Rows taken from a pointing dataset:
————
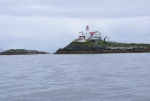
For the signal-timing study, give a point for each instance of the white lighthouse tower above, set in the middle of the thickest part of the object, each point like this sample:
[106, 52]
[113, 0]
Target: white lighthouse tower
[83, 37]
[87, 33]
————
The task:
Select every line in the items above that contains the word "tower", and copy each one out. Match the case exactly.

Output for this exercise:
For the signal-timing study, give a point for each instance of the white lighthouse tower above, set in the middle of the thickest part of the object, each point like this sample:
Target: white lighthouse tower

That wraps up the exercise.